# HOW TO COMPLETE THIS TASK
While reading the listing below, count how many lines hold the word "paved", and answer with the number only.

# DATA EXTRACTS

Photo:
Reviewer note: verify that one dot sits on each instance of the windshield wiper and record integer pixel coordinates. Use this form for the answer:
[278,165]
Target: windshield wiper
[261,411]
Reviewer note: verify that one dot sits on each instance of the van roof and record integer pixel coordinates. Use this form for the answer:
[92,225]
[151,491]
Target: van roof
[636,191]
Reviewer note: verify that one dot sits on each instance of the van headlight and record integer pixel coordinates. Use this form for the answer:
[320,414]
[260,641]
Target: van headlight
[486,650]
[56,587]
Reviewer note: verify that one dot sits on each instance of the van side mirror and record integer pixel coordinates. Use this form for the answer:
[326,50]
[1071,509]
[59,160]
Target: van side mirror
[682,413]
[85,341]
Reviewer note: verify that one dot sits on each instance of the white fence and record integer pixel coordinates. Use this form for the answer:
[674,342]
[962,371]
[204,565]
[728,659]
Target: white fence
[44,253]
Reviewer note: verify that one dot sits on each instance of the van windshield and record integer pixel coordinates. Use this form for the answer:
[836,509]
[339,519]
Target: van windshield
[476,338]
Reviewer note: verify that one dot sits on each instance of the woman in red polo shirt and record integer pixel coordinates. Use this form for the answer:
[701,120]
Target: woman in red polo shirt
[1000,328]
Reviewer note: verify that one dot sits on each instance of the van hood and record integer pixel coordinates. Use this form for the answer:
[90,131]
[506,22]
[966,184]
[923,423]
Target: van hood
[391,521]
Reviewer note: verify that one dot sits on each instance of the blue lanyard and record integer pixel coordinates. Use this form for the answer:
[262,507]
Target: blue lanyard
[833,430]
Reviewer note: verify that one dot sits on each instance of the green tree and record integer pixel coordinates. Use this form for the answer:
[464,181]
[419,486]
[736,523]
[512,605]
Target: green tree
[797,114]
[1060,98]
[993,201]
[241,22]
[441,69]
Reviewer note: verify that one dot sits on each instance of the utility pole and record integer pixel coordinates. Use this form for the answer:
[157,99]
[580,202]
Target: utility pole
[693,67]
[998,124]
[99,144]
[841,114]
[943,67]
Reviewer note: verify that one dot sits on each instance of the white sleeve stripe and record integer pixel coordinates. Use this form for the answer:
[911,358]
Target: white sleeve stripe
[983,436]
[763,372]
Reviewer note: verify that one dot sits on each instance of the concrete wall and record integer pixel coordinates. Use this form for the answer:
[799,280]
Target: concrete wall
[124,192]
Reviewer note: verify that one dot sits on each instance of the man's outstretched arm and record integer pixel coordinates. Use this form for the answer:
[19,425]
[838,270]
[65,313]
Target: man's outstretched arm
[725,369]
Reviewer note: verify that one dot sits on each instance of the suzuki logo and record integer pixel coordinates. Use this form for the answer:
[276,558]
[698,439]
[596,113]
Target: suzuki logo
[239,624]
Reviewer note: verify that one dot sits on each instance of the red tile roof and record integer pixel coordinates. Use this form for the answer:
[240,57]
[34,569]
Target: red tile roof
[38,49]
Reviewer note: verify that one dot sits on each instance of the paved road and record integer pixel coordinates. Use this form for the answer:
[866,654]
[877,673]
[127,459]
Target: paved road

# RESPONSE TO THE TASK
2